▸ EXTRAIT DU DOCUMENT
Ainsi, selon Arnaud Fontanet de l’Institut Pasteur, les modèles de son centre de recherche prévoient que « la moitié des nouvelles infections auront lieu chez les enfants à partir de l’automne ». Un scénario découlant directement des spécificités du variant Delta. Alors qu’auparavant, les enfants transmettaient moins le Covid-19 que les adultes, « avec un variant deux à trois fois plus transmissible, les enfants sont maintenant aussi contagieux que l’étaient les adultes avec les souches précédentes », souligne le Pr Cohen.
Mais pas de vaccination prévue pour les moins de 12 ans
Alors, faut-il vacciner les plus jeunes ? A ce jour, 58 % des 12-17 ans ont reçu une première dose, selon les chiffres du ministère de la Santé au 23 août. « Un chiffre très encourageant », commente le Pr Cohen, qui reçoit ces jours-ci « énormément d’appels de parents décidés à vacciner leurs enfants » avant la rentrée. « Il faut les vacciner pour limiter la circulation du virus », a-t-on indiqué mardi au ministère de la Santé, lors du briefing hebdomadaire sur la vaccination. Dès septembre, des campagnes sont ainsi programmées en milieu scolaire.

▸ DONNÉES FOURNIES

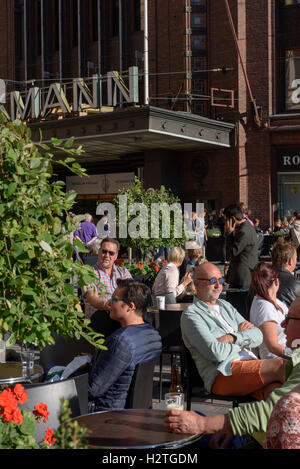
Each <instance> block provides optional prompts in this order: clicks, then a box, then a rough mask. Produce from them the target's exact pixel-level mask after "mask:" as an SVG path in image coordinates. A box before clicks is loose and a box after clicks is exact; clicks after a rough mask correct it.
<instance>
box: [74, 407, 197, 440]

▸ CONSIGNES DE L'EXERCICE
Reprenez le texte sur la vaccination des enfants contre le Covid-19 juste après sa dernière phrase et rédigez-en la suite.

▸ RÉPONSE
Pour autant, la vaccination n’est « pas d’actualité » pour les enfants de moins de 12 ans, a rappelé il y a quelques jours le ministre de l’Education nationale Jean-Michel Blanquer. Mi-juin, les pédiatres ne la recommandaient d’ailleurs pas pour les plus jeunes. Mais ça, c’était avant la déferlante Delta. « Nous étions très mitigés et préconisions de se concentrer sur les adultes, mais Delta a changé la donne », confirme le Pr Cohen, qui craint que le Covid-19 ne se transforme en « une maladie pédiatrique », si le virus ne circule que chez les non vaccinés, donc surtout les enfants.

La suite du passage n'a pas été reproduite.